Below are some records. Return exactly the lines from the one containing "Where can you spot the white dress?" through the one containing "Where can you spot the man's hand?", both included, and only those.

===============

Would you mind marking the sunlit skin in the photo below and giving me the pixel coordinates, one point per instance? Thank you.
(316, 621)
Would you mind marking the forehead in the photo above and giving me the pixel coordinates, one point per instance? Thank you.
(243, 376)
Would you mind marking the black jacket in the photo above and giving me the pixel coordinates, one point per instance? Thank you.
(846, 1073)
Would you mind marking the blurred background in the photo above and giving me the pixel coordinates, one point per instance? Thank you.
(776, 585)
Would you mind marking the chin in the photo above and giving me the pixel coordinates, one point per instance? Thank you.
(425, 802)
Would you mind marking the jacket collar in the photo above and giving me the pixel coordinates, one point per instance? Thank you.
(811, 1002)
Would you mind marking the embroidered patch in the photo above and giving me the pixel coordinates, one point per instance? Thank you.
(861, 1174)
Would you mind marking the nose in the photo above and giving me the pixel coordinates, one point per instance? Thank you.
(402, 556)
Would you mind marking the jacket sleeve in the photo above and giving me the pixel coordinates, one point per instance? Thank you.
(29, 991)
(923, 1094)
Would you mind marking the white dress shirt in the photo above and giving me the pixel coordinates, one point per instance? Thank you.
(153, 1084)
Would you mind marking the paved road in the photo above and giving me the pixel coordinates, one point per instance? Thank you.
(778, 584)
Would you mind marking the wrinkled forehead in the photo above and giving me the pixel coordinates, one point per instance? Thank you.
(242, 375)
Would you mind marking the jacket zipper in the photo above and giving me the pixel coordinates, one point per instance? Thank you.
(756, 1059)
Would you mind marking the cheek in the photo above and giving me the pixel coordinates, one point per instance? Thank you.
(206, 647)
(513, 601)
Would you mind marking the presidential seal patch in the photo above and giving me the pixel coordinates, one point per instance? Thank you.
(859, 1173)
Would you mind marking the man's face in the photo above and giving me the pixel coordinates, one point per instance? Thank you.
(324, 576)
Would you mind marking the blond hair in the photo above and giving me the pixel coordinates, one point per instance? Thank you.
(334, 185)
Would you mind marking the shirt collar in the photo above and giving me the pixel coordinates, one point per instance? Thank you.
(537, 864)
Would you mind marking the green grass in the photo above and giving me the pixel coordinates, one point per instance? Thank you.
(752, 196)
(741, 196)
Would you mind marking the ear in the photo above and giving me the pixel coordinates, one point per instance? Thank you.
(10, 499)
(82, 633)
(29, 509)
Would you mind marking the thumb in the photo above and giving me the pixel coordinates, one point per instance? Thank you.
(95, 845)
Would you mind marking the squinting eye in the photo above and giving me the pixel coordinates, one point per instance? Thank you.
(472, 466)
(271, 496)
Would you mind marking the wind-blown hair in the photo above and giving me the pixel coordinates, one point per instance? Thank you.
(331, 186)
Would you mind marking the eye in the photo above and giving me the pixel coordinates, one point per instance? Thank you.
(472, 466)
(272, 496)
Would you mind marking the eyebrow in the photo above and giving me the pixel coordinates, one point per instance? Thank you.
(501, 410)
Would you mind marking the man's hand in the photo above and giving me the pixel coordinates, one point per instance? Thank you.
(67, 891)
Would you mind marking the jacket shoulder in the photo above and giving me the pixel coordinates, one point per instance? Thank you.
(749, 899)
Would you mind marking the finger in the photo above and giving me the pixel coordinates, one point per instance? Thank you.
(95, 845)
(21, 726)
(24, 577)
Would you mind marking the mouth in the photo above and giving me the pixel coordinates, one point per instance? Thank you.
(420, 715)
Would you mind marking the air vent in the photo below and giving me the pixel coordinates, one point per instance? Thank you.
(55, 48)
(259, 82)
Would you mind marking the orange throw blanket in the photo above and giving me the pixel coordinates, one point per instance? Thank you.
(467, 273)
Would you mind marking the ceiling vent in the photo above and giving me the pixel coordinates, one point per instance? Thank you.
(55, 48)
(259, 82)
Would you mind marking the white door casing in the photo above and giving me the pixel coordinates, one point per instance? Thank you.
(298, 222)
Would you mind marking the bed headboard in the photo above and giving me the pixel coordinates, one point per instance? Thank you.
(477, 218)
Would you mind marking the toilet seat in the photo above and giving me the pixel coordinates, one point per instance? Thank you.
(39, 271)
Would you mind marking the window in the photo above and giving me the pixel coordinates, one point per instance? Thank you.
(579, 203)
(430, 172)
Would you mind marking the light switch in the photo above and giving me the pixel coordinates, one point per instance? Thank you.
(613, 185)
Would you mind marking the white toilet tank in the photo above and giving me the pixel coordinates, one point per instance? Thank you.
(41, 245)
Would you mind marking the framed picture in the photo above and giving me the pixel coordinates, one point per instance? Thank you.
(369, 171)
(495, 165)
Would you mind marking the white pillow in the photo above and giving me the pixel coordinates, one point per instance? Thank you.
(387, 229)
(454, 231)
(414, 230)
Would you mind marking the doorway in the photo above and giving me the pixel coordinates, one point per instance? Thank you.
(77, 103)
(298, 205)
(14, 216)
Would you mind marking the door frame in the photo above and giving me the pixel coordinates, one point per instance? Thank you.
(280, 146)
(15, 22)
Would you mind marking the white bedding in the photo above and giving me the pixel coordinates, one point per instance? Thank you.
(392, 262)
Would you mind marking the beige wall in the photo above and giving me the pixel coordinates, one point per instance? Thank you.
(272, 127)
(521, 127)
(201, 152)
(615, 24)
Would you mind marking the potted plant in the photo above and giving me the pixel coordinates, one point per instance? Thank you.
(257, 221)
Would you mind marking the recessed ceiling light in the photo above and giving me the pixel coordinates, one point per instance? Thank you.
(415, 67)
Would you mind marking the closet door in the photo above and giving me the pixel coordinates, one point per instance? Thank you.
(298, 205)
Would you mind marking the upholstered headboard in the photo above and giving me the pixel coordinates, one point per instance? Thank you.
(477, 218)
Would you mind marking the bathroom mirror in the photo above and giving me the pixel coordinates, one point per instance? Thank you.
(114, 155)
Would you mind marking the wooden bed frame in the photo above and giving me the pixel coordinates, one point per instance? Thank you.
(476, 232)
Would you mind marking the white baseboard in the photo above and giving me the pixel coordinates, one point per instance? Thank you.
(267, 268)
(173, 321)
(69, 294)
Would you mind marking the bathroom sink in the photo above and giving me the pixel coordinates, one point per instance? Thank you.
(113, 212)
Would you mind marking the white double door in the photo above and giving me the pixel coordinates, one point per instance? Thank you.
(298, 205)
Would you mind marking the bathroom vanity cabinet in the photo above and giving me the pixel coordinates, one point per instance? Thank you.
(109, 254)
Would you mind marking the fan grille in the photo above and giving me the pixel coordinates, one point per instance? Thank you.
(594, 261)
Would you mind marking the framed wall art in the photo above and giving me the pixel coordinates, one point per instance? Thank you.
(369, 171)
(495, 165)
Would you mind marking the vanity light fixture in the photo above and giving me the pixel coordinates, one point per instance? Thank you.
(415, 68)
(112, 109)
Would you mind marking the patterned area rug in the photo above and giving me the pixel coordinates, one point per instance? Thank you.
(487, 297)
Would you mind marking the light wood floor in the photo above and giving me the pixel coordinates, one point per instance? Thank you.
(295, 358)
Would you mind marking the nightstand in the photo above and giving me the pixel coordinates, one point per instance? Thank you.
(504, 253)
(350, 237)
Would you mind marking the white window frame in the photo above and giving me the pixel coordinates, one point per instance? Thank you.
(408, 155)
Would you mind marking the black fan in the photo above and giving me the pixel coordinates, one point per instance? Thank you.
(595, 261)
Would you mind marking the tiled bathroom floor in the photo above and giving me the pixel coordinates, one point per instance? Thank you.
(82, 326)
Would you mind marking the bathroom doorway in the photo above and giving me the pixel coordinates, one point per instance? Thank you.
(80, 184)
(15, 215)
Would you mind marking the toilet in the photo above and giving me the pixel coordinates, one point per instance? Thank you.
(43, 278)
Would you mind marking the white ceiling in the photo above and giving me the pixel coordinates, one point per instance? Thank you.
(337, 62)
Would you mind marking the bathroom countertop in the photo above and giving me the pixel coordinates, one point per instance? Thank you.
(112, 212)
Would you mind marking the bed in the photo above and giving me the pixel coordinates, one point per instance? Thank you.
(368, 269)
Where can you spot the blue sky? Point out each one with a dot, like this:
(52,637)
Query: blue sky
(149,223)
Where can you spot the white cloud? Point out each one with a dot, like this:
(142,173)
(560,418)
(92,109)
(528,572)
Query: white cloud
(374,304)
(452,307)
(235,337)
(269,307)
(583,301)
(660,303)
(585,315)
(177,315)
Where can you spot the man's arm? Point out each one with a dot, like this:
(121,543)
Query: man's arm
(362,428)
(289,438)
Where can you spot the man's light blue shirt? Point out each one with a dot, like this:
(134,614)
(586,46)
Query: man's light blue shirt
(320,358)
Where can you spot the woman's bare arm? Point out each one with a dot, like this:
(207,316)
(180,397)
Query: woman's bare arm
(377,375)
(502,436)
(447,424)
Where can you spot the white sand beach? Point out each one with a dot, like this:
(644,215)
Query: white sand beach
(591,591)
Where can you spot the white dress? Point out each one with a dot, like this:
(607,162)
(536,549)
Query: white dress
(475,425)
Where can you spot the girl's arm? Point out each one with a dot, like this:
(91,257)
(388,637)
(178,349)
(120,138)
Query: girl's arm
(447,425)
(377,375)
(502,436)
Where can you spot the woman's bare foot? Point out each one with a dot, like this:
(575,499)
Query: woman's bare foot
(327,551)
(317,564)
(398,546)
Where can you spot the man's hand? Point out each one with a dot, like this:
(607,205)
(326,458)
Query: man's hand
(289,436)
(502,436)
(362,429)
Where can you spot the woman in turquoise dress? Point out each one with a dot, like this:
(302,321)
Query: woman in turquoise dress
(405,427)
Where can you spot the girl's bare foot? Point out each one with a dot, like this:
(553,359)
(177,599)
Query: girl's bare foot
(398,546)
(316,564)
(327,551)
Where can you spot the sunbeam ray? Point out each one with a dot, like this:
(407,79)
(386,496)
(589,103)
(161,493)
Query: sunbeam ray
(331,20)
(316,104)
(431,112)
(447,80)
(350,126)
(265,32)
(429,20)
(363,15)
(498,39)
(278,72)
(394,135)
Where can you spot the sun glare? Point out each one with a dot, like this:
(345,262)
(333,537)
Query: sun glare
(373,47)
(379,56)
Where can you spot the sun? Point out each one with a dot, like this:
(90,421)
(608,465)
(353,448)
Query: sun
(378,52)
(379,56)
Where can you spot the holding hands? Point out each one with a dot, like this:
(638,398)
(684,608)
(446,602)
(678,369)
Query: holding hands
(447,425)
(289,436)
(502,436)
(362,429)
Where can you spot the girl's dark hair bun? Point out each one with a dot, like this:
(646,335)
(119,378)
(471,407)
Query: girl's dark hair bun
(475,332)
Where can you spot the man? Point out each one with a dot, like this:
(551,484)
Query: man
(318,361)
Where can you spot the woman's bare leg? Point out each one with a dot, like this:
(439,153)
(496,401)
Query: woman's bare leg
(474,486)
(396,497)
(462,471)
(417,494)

===============

◆ **Answer area**
Where can you spot the white dress? Point out each one with a dot, like this:
(607,162)
(536,549)
Query: white dress
(475,425)
Where can you spot the girl's arm? Point out each one with a dot, like this:
(91,257)
(388,637)
(178,349)
(120,138)
Query: girl's arm
(447,425)
(377,375)
(502,436)
Where can you spot the woman's bare foot? Point out each one with a dot, like this:
(575,499)
Query: woman's bare foot
(327,551)
(317,564)
(398,546)
Where can you spot the man's hand? Point out each one with a dot, like this:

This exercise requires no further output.